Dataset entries

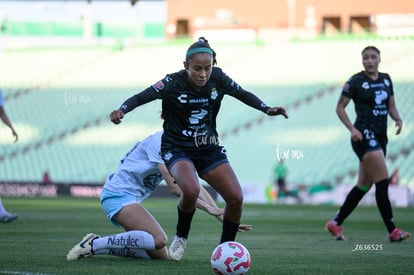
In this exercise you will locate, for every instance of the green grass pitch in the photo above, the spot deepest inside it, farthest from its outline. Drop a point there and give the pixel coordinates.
(285, 240)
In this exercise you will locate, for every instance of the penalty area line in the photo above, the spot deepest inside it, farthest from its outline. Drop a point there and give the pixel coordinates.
(10, 272)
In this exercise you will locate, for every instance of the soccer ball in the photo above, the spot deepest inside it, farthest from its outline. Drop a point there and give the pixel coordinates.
(230, 258)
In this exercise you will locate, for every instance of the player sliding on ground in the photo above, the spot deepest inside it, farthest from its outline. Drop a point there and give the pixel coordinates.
(138, 174)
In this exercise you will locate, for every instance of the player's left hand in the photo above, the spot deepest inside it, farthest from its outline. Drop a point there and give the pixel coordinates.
(398, 124)
(245, 227)
(275, 111)
(214, 211)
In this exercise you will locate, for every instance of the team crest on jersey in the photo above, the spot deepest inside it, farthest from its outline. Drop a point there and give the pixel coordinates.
(158, 86)
(213, 94)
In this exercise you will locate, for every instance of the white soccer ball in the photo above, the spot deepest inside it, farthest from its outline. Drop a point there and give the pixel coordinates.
(230, 258)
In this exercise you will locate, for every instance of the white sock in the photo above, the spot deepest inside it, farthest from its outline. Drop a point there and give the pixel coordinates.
(134, 239)
(124, 252)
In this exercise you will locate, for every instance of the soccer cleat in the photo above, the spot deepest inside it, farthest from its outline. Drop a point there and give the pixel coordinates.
(397, 235)
(335, 230)
(177, 248)
(8, 218)
(82, 249)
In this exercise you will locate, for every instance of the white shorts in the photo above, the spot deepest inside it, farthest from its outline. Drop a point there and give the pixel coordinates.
(113, 202)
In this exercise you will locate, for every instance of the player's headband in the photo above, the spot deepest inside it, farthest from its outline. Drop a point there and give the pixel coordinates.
(192, 51)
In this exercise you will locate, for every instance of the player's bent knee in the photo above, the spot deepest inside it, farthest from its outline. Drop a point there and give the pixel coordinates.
(160, 241)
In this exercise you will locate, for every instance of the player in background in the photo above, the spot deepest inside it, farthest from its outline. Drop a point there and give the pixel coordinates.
(373, 96)
(5, 216)
(191, 100)
(138, 174)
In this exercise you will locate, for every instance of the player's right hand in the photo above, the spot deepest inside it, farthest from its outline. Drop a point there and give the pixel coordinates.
(116, 116)
(245, 227)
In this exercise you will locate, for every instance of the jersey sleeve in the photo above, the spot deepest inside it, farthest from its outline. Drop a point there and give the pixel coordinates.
(388, 82)
(152, 147)
(1, 99)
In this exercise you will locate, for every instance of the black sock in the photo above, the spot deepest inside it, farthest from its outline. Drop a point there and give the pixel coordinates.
(384, 204)
(351, 201)
(229, 231)
(184, 223)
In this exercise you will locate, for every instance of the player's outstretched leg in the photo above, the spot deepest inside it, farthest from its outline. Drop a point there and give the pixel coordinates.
(335, 230)
(397, 235)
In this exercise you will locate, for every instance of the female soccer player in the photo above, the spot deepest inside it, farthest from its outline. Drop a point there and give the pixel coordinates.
(190, 103)
(5, 216)
(373, 96)
(138, 174)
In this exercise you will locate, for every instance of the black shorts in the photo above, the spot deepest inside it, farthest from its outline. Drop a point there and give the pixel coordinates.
(203, 160)
(370, 142)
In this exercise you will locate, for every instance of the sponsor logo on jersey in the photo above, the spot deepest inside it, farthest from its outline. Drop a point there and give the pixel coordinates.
(167, 156)
(372, 142)
(126, 242)
(380, 96)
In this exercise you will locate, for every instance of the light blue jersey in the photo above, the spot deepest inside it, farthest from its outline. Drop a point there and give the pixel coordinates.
(1, 99)
(138, 174)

What is required: Write out each entry above once more, exactly as written, and drop the pictures.

Completed exercise:
In this exercise you will locate, for every instance of the green grass pitch in the photo above, the spot deepest inside it, farthest from its outline. Drop a point there and give the pixel coordinates.
(285, 240)
In this exercise you will locate, for every instance of the penalty area line in the photo above, the spot deepest inside it, farthest from its outline. Drop a point there and give the pixel coordinates.
(10, 272)
In this exercise you will locate, for every instance of the soccer ball in the photo above, the spot deepest inside it, farthest from its outline. Drop a point there and give the pixel coordinates.
(230, 258)
In this exercise you will locate, for every instance of the player sliding on ground in the photo above, the spot deepest inside it, farthest from its outline. Drop a point there and give the pixel coordinates.
(138, 174)
In this exercise you will locate, for every instance of the player's left hand in the photo above, the spot deepest inside it, farthest from its outline. Drop a point there and give the pixel coordinates.
(398, 124)
(245, 227)
(275, 111)
(214, 211)
In this exercise you will locate, for every instance of the team crest on jersey in the photo above, the spot deepest inside it, farthest from its outline. Drop a point there and give the pixel coordinates.
(158, 86)
(213, 94)
In this exercise you will locate, for every instance of the white soccer ball in the photo above, the spot deepest inside it, farthest from its outline. Drop a point there and give the pixel coordinates.
(230, 258)
In this exercise you will locate, for every instance of the white sock in the photo above, the spot deepest inside it, farthest from its outline. Drop a point there and give the pixel coordinates.
(134, 239)
(124, 252)
In this exercise you will locate, for every instance of the soccer cleat in the photo above, the spot deepest inside it, farthest from its outline. Drop a point there and give the pixel coordinates.
(397, 235)
(335, 230)
(177, 248)
(8, 218)
(82, 249)
In this exercise you will locate, for every instance of the white shorts in the photo above, the spot deepest inside it, farthest from its outline. Drop a point there and give the pixel coordinates.
(113, 202)
In this exercise you will locate, for every instance of the player's headband in the photo above, the spot deepest inside it, farthest from its outline. Drop a point there and give the pixel coordinates.
(192, 51)
In this exercise you will locate, for every instance of the player's bent knee in the photo above, the spot deepest inside it, farthest from its outline. Drop a point there and give the pixel coordinates.
(160, 241)
In this exercise you will locate, for every instance of the player in background in the photo above, the spot deepest inside it, farthest from its outline. Drop a point there and give the pixel coordinates.
(373, 96)
(5, 216)
(191, 100)
(138, 174)
In this exercise you will locate, for every instance of the player's right hand in the photo above, the spot deepest inside it, farthest from its outline. Drop a point there and give the pixel coordinates.
(116, 116)
(245, 227)
In this exercise you will locate, for every instance of the jersey sleeve in the photo above, the spot deepest inside it, farthest from its outline. Drop a point there and give the pixel coordinates.
(388, 82)
(152, 147)
(1, 99)
In this exercise you will locate, for every instance of the black sock in the photo above, the spot deepest inside it, farthest from its outline. Drop a point there and give the pixel coordinates.
(384, 204)
(351, 201)
(229, 231)
(184, 223)
In this exercise you will locate, for every instance of the player's outstretched leg in the photo above, the spot deepest inside it, farthest from its outline. Drop a point there and give the pixel coordinates.
(335, 230)
(397, 235)
In this exercise you will locate, for every instance of the female soccer player in the photo above, the spot deepest inside it, farthest from its outline. Drop a point there and give the pixel coordinates.
(190, 103)
(5, 216)
(373, 96)
(138, 174)
In this exercise you will locate, for every instance of the black shorts in the photo above, the spot deepest inside it, farthest from its outline. Drop a point there and give the pixel coordinates.
(203, 160)
(370, 142)
In this exercise you will locate, for every instance of the sponsor logo on jersey in the photo above, the spot deepest inside it, farthest from its outline. Drop a point there and give the pixel coordinates.
(167, 156)
(372, 142)
(126, 242)
(380, 96)
In this exercise you will locate, for every instance of the light blue jersey in the photo above, the spot deepest inside it, farthest from its outline. Drop a point there and give the pixel coordinates.
(1, 99)
(138, 174)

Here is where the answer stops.